### [Problem statement]
Write out every one of the following lines as a JSON list of strings, one string per line, and leave out the blank lines.

### [Records supplied]
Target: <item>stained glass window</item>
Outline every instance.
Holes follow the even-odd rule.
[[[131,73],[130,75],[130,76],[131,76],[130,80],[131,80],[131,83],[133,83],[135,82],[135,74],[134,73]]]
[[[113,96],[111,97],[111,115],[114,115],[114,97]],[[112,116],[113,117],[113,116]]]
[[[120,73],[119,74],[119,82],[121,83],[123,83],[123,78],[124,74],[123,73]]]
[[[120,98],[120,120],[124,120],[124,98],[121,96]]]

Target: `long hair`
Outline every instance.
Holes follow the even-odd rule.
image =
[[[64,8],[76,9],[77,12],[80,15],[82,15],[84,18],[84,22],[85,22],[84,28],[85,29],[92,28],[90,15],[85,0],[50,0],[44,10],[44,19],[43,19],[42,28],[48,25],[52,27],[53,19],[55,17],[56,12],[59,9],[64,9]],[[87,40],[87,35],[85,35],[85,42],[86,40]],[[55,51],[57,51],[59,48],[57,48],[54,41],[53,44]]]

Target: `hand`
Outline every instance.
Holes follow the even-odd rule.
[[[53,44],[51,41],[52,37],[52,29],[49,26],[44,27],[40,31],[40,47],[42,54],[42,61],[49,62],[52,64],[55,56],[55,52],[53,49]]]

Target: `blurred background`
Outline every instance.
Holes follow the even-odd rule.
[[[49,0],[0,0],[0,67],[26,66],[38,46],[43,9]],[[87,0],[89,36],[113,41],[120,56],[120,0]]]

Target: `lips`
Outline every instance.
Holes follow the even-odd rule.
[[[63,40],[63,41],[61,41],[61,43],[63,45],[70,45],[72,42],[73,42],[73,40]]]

### [Exercise output]
[
  "Target: <item>stained glass window</item>",
  "Outline every instance.",
  "Holes follow the even-odd rule.",
  "[[[131,73],[130,75],[130,76],[131,76],[130,80],[131,80],[131,83],[133,83],[135,82],[135,74],[134,73]]]",
  "[[[113,96],[111,97],[111,115],[114,115],[114,97]],[[112,116],[113,117],[113,116]]]",
  "[[[120,73],[119,74],[119,82],[121,83],[123,83],[123,78],[124,74],[123,73]]]",
  "[[[120,98],[120,120],[124,120],[124,98],[121,96]]]",
  "Target: `long hair`",
  "Outline every instance.",
  "Holes follow the even-odd rule.",
  "image =",
  "[[[64,8],[76,9],[77,12],[80,15],[82,15],[84,18],[84,22],[85,22],[84,28],[85,29],[92,28],[90,15],[85,0],[50,0],[44,10],[44,19],[43,19],[42,28],[48,25],[52,27],[53,19],[55,17],[56,12],[59,9],[64,9]],[[87,40],[87,35],[85,35],[85,42],[86,40]],[[55,51],[57,51],[59,48],[57,48],[54,41],[53,44]]]",
  "Target: `hand`",
  "Outline every instance.",
  "Holes follow the even-odd rule.",
  "[[[53,44],[51,41],[52,37],[52,29],[49,26],[44,27],[40,31],[40,47],[42,54],[42,61],[49,62],[52,64],[55,56],[55,52],[53,49]]]",
  "Target: `blurred background`",
  "Outline every instance.",
  "Holes follow the even-odd rule.",
  "[[[49,0],[0,0],[0,67],[26,66],[38,46],[43,9]],[[87,0],[89,36],[113,41],[120,56],[120,0]]]",
  "Target: `lips`",
  "Outline every instance.",
  "Holes follow the even-odd rule.",
  "[[[63,40],[63,41],[61,41],[61,43],[63,45],[70,45],[72,42],[73,42],[73,40]]]"
]